> Extrait cité:
===

9h 33 L'avocat de l'appelante informe la Cour que sa cliente n'a pas eu de nouvelle de monsieur A....

Me Jacques Trudeau n'a rien à ajouter à son mémoire.

PAR LA COUR:

Arrêt - voir page 3.

 

 

 

 

 

 

 

 

 

 

 

 

 

 

Marcelle Desmarais

Greffière d'audience

 


PAR LA COUR

 

 

ARRÊT

 

 

[1]           L'appelante se pourvoit contre un jugement de la Cour supérieure du district de Terrebonne, rendu le 15 avril 2011 (l'honorable Benoît Emery), qui a refusé de prononcer la déchéance de l'autorité parentale à l'égard de l'intimé et d'autoriser le changement de nom de leur enfant.

[2]           Le juge de première instance conclut qu'il n'y a pas de preuve de « motifs graves » et qu'on ne lui a pas fait la preuve qu'il était dans l'intérêt de l'enfant de prononcer la déchéance de l'autorité parentale.

===

> Consignes:
[A] Dans l'extrait cité, recopiez le passage qui commence par « [2]           Le juge » et s'arrête après « de l'autorité parentale. », en y renommant « juge » en « magistrat ».
[B] Résumez l'extrait cité en deux phrases.

> Données fournies:
===

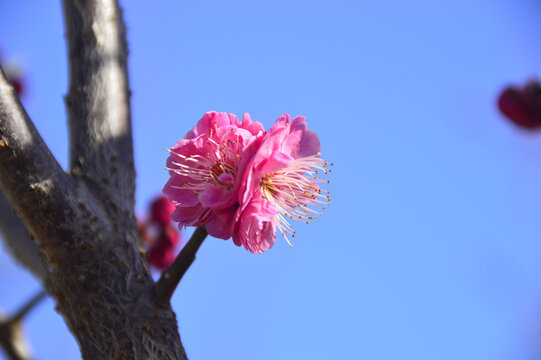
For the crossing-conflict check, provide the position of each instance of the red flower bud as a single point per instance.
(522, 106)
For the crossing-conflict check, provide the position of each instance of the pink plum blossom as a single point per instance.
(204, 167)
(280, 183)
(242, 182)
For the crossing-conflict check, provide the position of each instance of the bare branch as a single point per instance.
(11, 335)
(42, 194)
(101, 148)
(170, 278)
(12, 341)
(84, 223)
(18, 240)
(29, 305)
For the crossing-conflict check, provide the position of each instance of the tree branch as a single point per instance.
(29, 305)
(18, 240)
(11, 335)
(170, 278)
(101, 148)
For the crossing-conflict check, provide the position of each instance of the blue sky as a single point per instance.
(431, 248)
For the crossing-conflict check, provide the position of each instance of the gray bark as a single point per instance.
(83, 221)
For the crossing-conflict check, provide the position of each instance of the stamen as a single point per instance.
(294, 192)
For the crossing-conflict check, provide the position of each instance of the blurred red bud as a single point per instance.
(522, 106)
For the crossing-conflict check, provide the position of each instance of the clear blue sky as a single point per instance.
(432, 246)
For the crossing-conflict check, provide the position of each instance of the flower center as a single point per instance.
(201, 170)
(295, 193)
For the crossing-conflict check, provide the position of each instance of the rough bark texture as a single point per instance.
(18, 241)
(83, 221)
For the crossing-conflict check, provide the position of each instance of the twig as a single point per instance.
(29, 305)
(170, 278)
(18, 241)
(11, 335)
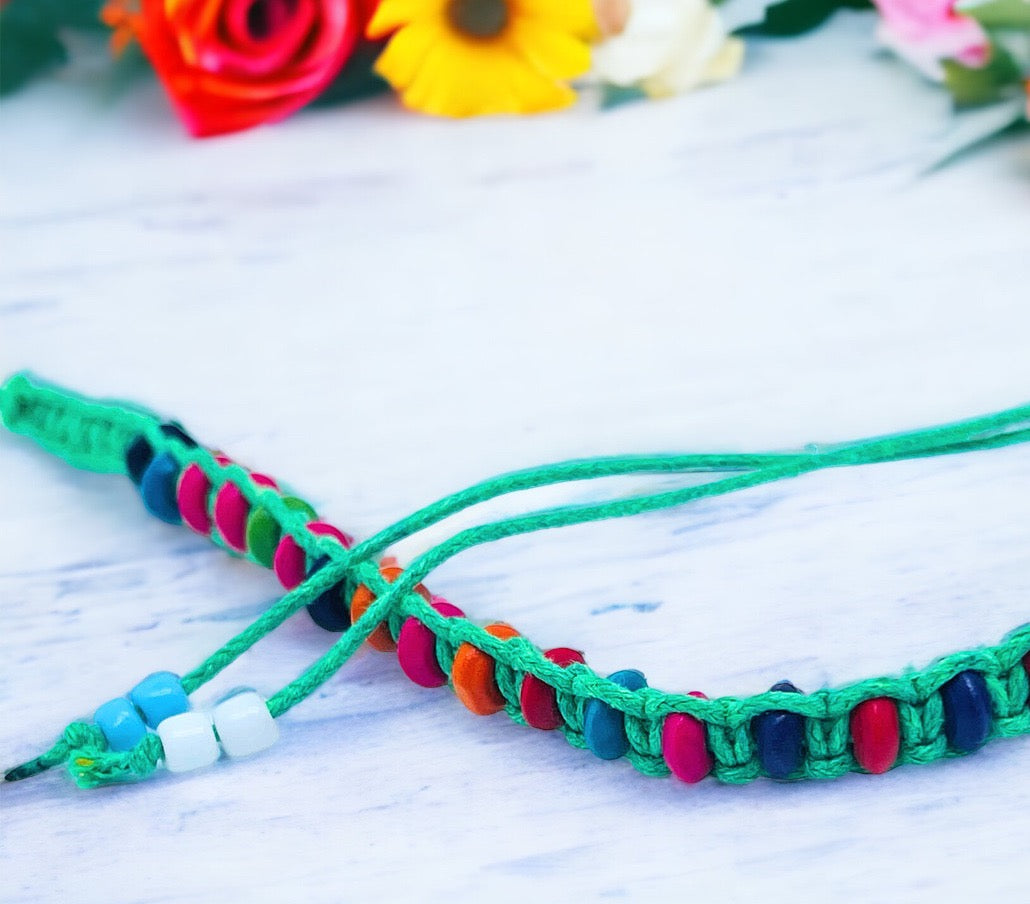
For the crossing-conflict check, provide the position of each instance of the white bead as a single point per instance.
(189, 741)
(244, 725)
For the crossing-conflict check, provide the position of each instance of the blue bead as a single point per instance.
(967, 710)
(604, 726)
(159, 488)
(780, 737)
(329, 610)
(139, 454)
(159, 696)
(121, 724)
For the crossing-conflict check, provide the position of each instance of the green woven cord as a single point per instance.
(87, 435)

===

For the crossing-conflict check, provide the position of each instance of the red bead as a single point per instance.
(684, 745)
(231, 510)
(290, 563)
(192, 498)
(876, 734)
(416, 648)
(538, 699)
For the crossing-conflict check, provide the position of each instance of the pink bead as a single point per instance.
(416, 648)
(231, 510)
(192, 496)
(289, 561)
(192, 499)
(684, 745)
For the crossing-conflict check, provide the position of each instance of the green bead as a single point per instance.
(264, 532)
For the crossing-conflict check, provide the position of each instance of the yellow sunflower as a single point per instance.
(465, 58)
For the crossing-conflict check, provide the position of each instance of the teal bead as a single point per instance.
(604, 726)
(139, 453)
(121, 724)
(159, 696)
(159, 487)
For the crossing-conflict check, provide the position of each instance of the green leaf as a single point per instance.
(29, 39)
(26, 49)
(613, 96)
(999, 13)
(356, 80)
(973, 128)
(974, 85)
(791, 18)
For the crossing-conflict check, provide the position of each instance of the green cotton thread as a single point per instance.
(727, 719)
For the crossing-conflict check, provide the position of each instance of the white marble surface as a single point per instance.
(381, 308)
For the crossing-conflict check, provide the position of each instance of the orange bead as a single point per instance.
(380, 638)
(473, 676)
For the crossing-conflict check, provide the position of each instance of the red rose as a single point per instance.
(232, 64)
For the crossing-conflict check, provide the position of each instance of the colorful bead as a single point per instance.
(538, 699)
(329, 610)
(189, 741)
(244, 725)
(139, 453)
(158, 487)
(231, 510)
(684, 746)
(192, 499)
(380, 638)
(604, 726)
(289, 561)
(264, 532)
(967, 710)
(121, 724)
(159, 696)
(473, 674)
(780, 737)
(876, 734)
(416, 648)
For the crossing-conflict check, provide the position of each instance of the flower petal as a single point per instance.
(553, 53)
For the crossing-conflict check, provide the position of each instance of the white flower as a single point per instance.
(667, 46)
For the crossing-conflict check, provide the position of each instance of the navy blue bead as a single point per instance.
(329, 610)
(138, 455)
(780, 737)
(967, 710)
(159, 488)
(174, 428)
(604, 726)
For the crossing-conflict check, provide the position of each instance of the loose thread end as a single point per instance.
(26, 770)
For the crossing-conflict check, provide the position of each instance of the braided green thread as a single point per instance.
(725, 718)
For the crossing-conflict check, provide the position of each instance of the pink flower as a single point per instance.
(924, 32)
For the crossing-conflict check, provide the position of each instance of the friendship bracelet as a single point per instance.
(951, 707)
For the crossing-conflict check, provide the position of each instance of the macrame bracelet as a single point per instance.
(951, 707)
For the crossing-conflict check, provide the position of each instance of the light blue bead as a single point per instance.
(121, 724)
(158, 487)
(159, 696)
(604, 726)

===

> Réponses:
[A]
[2]           Le magistrat de première instance conclut qu'il n'y a pas de preuve de « motifs graves » et qu'on ne lui a pas fait la preuve qu'il était dans l'intérêt de l'enfant de prononcer la déchéance de l'autorité parentale.

[B] À l'audience, l'avocat de l'appelante informe la Cour que sa cliente n'a pas eu de nouvelle de monsieur A., et Me Jacques Trudeau n'a rien à ajouter à son mémoire. L'appelante se pourvoit contre un jugement de la Cour supérieure du district de Terrebonne, rendu le 15 avril 2011, qui a refusé de prononcer la déchéance de l'autorité parentale à l'égard de l'intimé et d'autoriser le changement de nom de leur enfant, le juge ayant conclu à l'absence de preuve de « motifs graves » et de preuve que cette déchéance était dans l'intérêt de l'enfant.